──────── EXTRACT ────────
# First Clown



## xxmurrxx (Oct 12, 2010)

Well i bought my first fish, a clownfish.

Day 2 seems to be doing good. Eating fine and all.

Not sure if its just because new tank and all but he seems to be sticking in the corner along the silicon.
Wondering maybe if it reminds of a anemone? he was in a tank with one and another clown..
Or just random clownfish behaviour?

I probably should have bought the pair right away but being my first fish in the new aquarium I wanted to make sure he survived before buying two.


----------



## badxgillen (Aug 20, 2010)

*hmmm*

sometimes when i get a new clown fish as in perculas or ocelaris they tend to not like direct or strong flow....he may be frolicing in a eddie....


----------



## Pasfur (Mar 29, 2008)
──────── EXTRACTED RECORDS ────────
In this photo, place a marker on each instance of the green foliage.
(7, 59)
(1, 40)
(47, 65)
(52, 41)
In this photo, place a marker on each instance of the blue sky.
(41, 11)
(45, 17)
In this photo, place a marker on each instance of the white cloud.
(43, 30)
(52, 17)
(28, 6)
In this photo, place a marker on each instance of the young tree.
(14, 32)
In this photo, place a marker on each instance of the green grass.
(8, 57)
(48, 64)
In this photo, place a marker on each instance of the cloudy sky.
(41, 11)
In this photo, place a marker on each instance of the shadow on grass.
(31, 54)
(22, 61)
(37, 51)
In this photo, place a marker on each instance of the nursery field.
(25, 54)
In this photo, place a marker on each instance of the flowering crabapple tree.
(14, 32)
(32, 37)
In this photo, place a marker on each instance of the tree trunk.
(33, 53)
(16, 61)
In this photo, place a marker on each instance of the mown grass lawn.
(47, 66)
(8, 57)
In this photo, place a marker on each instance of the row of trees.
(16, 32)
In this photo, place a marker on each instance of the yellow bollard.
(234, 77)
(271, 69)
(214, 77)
────────
──────── EXTRACTED RECORDS ────────
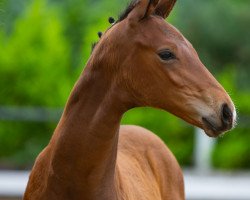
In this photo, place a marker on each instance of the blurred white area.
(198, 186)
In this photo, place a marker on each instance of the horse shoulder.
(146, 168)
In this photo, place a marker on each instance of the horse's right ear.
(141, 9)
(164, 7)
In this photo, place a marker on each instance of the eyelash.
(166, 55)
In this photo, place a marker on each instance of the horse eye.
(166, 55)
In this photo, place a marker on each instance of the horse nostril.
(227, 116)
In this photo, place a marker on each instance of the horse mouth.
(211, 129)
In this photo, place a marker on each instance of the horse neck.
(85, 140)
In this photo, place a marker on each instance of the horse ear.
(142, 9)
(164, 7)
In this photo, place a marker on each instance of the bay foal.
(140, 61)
────────
──────── EXTRACTED RECORDS ────────
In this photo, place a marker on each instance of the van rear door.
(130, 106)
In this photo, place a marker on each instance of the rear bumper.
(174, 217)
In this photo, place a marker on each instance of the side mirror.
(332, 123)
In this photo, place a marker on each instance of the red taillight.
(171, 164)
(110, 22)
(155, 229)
────────
◆ WRITTEN PROBLEM 1
In the clownfish thread, where does the new fish seem to be staying in the tank?
◆ WRITTEN PROBLEM 2
Using the clownfish thread, decide whether each statement agrees with it, and back each yes or no with the deciding words quoted from the thread: (a) On day 2 the clownfish is eating well. (b) The poster bought two clownfish at the same time. (c) According to the reply, new perculas or ocelaris clowns tend to prefer strong flow.
◆ WRITTEN PROBLEM 3
Write the next part of the clownfish thread, starting after its final line.

◆ WRITTEN REPLY 1
In the corner along the silicon.

◆ WRITTEN REPLY 2
(a) Yes: "Eating fine and all."
(b) No: "I wanted to make sure he survived before buying two."
(c) No: "they tend to not like direct or strong flow"

◆ WRITTEN REPLY 3
I've seen your pics and you have a nice setup. No reason for concern yet. Clownfish do tend to behave a bit timid when no other livestock is in the tank. I would leave well enough alone and let the tank mature for another couple weeks before moving forward.


----------



## trukgirl (Jan 28, 2010)

badxgillen said:


> sometimes when i get a new clown fish as in perculas or ocelaris they tend to not like direct or strong flow....he may be frolicing in a eddie....


I agree with this... mine do not like to be in the flow of the sump return or the powerhead. My female tends to stay mostly in areas with little flow, like hiding behind the overflow box or in one of the top corners.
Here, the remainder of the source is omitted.